> **The task**: Copy the lines of the listing below, starting with the line that contains "Where can the sky" and going on through the end of the listing. Switch "sky" to "open sky" and keep everything else unchanged.

====== Given data

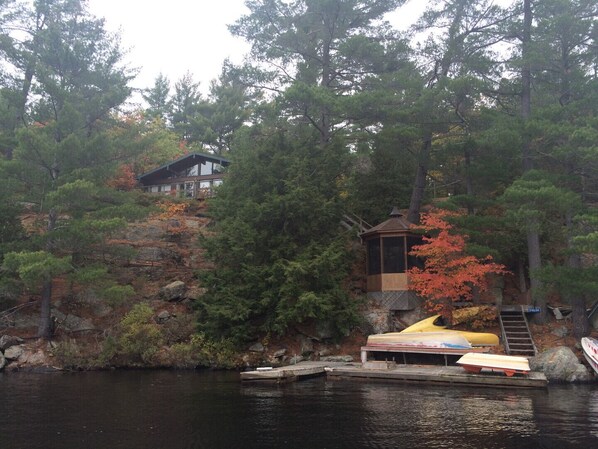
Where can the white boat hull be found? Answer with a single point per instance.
(444, 340)
(505, 363)
(590, 351)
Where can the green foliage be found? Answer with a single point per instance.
(534, 201)
(140, 337)
(205, 352)
(278, 253)
(36, 267)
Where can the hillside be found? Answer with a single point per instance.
(162, 258)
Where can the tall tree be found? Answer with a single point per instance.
(280, 258)
(320, 51)
(460, 67)
(158, 99)
(185, 103)
(72, 78)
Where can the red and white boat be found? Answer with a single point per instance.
(590, 351)
(508, 364)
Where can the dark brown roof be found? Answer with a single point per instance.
(396, 224)
(182, 163)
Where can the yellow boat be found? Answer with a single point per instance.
(436, 324)
(506, 363)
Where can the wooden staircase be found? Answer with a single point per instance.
(515, 332)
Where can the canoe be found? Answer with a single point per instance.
(590, 351)
(510, 365)
(434, 324)
(445, 340)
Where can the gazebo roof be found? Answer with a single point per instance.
(397, 224)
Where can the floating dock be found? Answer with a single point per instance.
(290, 373)
(429, 374)
(389, 371)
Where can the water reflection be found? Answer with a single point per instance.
(212, 410)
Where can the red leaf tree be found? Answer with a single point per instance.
(449, 274)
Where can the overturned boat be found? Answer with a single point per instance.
(440, 340)
(436, 323)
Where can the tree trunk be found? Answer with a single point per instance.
(526, 82)
(535, 263)
(419, 186)
(45, 320)
(579, 317)
(45, 328)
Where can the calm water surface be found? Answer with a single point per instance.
(170, 409)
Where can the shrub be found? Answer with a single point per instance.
(203, 351)
(141, 337)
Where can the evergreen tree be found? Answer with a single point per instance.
(279, 256)
(71, 78)
(158, 99)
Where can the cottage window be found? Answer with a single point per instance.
(374, 266)
(206, 168)
(394, 254)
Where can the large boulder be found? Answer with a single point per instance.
(6, 341)
(560, 364)
(175, 291)
(71, 322)
(14, 352)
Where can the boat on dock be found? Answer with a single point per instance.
(507, 364)
(436, 323)
(448, 340)
(589, 346)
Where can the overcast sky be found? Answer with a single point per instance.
(175, 36)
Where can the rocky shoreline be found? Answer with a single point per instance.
(559, 364)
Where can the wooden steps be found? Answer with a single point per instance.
(515, 333)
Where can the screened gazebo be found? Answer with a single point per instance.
(387, 247)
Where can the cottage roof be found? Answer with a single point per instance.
(182, 163)
(397, 224)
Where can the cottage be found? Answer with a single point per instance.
(387, 252)
(192, 176)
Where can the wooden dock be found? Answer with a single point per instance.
(290, 373)
(429, 374)
(389, 371)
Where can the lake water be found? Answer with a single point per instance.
(212, 410)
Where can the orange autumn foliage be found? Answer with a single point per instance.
(449, 274)
(170, 212)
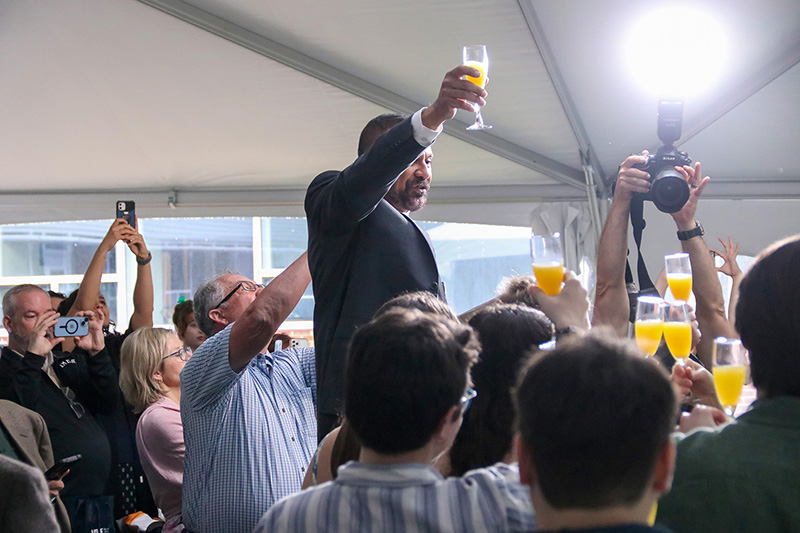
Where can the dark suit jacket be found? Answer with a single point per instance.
(29, 435)
(361, 252)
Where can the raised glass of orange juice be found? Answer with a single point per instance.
(548, 262)
(679, 275)
(649, 323)
(678, 331)
(475, 56)
(730, 371)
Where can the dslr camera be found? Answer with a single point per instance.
(668, 188)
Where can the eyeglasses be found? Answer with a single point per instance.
(469, 395)
(248, 286)
(183, 354)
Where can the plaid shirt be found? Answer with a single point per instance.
(249, 435)
(407, 498)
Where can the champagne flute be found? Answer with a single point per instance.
(649, 323)
(679, 275)
(548, 262)
(678, 331)
(475, 56)
(730, 369)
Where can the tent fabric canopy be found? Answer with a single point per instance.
(232, 106)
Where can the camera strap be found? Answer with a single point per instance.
(638, 223)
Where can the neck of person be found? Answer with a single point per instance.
(173, 394)
(424, 455)
(549, 518)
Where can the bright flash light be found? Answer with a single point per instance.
(677, 51)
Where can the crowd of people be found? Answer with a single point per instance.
(531, 412)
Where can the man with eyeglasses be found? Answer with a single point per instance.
(248, 416)
(406, 390)
(66, 389)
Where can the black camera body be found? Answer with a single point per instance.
(668, 188)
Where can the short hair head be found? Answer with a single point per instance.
(207, 295)
(508, 334)
(421, 300)
(405, 370)
(768, 318)
(10, 297)
(594, 416)
(180, 316)
(377, 127)
(514, 290)
(140, 357)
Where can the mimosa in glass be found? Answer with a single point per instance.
(548, 262)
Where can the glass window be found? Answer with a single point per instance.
(55, 248)
(474, 258)
(188, 251)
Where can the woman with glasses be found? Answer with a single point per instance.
(150, 379)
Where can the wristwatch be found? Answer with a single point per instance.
(144, 260)
(694, 232)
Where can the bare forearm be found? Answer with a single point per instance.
(254, 328)
(143, 300)
(611, 300)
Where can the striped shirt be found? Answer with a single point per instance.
(406, 498)
(249, 435)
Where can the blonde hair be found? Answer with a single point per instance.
(140, 358)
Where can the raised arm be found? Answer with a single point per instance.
(705, 283)
(611, 305)
(731, 268)
(143, 289)
(253, 330)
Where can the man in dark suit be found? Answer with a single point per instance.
(28, 441)
(363, 248)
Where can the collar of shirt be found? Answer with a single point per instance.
(396, 475)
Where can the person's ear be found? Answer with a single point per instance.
(218, 317)
(665, 468)
(7, 323)
(526, 474)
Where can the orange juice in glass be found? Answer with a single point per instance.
(679, 275)
(678, 331)
(730, 370)
(548, 262)
(649, 323)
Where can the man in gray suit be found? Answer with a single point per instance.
(363, 249)
(24, 436)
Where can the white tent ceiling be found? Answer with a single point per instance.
(237, 104)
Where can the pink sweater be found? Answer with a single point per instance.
(159, 438)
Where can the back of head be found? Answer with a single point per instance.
(421, 300)
(507, 334)
(208, 295)
(377, 127)
(10, 297)
(140, 356)
(405, 370)
(180, 316)
(594, 415)
(768, 318)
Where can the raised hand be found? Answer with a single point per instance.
(730, 266)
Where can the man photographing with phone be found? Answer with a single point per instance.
(66, 389)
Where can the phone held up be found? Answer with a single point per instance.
(71, 326)
(127, 209)
(58, 470)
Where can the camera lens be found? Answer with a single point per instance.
(669, 191)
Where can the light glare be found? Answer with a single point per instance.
(677, 51)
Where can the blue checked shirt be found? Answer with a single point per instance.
(249, 435)
(406, 498)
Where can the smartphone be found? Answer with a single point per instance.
(58, 470)
(127, 209)
(71, 326)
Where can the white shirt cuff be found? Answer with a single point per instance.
(424, 136)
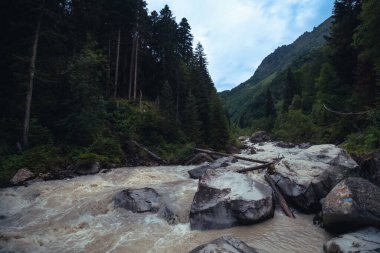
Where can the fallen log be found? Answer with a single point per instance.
(252, 168)
(199, 158)
(147, 151)
(225, 154)
(279, 196)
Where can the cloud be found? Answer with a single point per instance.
(238, 34)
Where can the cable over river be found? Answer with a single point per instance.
(78, 215)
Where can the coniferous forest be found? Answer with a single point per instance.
(323, 88)
(81, 79)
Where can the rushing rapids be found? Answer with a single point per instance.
(78, 215)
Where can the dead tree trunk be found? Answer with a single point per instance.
(148, 151)
(108, 70)
(252, 168)
(225, 154)
(117, 64)
(136, 66)
(279, 197)
(131, 68)
(32, 69)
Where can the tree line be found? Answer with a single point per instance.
(74, 72)
(330, 95)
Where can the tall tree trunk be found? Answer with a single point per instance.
(108, 70)
(131, 68)
(29, 92)
(117, 64)
(136, 65)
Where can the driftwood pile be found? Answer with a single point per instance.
(263, 165)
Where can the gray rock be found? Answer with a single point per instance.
(21, 176)
(260, 136)
(363, 241)
(283, 144)
(221, 162)
(226, 199)
(353, 203)
(89, 170)
(308, 176)
(199, 158)
(370, 168)
(225, 244)
(233, 150)
(138, 200)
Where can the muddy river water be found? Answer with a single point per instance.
(78, 215)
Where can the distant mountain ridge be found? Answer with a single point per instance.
(238, 98)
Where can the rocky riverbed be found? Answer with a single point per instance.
(162, 209)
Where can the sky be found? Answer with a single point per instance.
(238, 34)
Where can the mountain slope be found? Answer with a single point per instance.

============

> **Complete output**:
Where can the open sky be found? Answer with a single point per instance.
(238, 34)
Where can the mountain slope be found? Answer with a single point per instance.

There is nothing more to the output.